== GIVEN PASSAGE ==
“Wanted to come back for more”: Waratah Masters shake up program with women’s race day

“Wanted to come back for more”: Waratah Masters shake up program with women’s race day


Waratah Masters Cycling Club has always welcomed women, but that doesn’t mean it shouldn’t try something different. That was the attitude of club volunteers when asked to host separate women’s races at their flagship annual event, the Erik Mather Cup, earlier this year.

The club, which has over 200 members, hosts races like clockwork every Sunday morning in Sydney (COVID restrictions permitting). These are usually mixed-gender events, where men and women are divided into grades according to their ability.

According to Jackie Bezuidenhout, a racer and volunteer from the club, the existing numbers hadn’t justified separating men and women.

“There’s maybe 50 men riders and five women riders, so you can’t really put on a separate women’s event just for five riders, and those five riders might be spread across three different categories,” said Bezuidenhout. “That’s why it’s always a been a mixed event because there’s not enough people per event.”

But when the Erik Mather Cup came and went, the club took the feedback on board and looked for a way to run a standalone event for women only.

Brett McMurtrie, another volunteer, was one of the organisers behind the project. He said some members were initially hesitant because the club had tried running women’s races before, without success.

“If it was easy, we would have done it already,” McMurtrie countered. “Sure, it’s failed [in the past], but what have we learned from it?”

(Excerpts from a dataset)
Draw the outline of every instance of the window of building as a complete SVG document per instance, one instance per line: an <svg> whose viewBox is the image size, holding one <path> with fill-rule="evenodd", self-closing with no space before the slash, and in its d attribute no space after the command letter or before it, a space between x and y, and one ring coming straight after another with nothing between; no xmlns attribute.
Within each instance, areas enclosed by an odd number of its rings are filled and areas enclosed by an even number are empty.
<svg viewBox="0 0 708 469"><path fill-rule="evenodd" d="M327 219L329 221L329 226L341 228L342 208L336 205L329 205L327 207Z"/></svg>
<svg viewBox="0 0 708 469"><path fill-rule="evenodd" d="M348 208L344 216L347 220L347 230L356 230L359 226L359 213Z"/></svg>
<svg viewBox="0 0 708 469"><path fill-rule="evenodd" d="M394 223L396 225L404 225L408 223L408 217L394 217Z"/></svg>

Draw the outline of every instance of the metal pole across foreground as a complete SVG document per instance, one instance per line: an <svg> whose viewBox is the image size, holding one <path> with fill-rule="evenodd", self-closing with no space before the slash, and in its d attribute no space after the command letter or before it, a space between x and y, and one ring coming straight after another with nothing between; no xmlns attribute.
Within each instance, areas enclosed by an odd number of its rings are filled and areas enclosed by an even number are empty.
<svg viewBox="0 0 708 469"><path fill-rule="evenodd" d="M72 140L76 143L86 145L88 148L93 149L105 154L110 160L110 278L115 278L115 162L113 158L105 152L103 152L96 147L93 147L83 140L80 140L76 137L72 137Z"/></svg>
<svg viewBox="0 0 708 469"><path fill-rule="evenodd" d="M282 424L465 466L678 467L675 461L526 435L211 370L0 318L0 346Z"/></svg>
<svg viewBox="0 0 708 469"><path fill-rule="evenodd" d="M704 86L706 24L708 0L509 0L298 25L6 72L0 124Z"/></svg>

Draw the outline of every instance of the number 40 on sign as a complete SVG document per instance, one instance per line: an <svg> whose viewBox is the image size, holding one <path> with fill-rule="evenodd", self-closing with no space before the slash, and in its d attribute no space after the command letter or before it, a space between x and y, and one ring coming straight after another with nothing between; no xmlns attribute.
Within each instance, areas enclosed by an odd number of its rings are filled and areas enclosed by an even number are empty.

* * *

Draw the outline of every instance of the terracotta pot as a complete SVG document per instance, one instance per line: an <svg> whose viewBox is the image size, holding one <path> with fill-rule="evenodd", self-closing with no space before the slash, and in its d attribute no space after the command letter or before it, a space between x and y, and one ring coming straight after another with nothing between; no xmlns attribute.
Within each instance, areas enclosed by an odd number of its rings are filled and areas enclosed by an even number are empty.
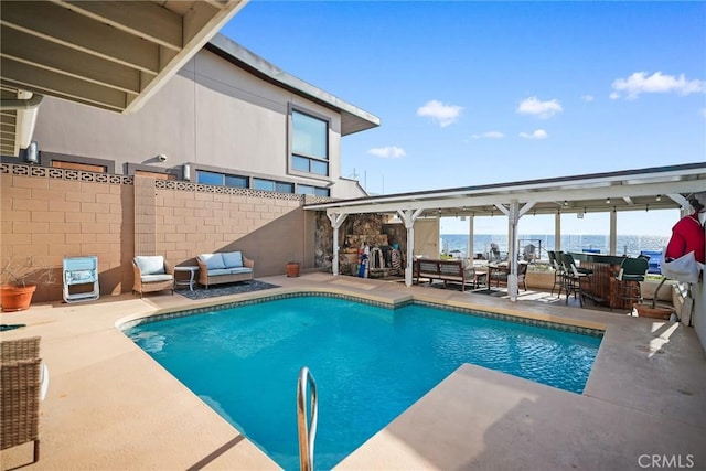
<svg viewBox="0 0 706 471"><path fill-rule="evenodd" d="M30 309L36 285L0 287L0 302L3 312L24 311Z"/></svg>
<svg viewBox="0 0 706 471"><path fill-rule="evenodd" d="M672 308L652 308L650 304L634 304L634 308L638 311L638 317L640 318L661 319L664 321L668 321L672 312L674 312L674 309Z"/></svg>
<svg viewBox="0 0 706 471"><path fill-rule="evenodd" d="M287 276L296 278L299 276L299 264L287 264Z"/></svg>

* * *

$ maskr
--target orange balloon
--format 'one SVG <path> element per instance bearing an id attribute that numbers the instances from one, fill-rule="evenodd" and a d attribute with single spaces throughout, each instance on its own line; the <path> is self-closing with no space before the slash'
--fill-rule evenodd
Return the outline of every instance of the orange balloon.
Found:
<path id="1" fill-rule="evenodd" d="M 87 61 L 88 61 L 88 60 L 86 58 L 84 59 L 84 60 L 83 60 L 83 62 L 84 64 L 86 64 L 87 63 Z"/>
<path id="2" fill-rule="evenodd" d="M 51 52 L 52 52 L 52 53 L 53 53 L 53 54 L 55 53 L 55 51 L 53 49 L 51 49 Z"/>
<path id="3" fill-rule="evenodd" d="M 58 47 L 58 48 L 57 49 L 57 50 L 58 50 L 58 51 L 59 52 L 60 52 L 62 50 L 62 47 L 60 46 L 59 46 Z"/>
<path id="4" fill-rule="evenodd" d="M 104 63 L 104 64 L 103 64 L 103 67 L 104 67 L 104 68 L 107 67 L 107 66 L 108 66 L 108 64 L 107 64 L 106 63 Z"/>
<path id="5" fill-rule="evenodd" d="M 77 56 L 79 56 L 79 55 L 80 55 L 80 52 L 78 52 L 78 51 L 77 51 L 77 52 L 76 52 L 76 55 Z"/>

== EXERCISE INSTRUCTIONS ==
A) According to the article on the Waratah Masters women's race day, how many members does the club have?
B) From the article on the Waratah Masters women's race day, copy the text between "The club, which" and "for women only.", inclusive.
C) Render this sentence from the article on the Waratah Masters women's race day in French: "Brett McMurtrie, another volunteer, was one of the organisers behind the project."

== REPLIES ==
A) Over 200 members.

B)
The club, which has over 200 members, hosts races like clockwork every Sunday morning in Sydney (COVID restrictions permitting). These are usually mixed-gender events, where men and women are divided into grades according to their ability.

According to Jackie Bezuidenhout, a racer and volunteer from the club, the existing numbers hadn’t justified separating men and women.

“There’s maybe 50 men riders and five women riders, so you can’t really put on a separate women’s event just for five riders, and those five riders might be spread across three different categories,” said Bezuidenhout. “That’s why it’s always a been a mixed event because there’s not enough people per event.”

But when the Erik Mather Cup came and went, the club took the feedback on board and looked for a way to run a standalone event for women only.

C) Brett McMurtrie, un autre bénévole, faisait partie des organisateurs du projet.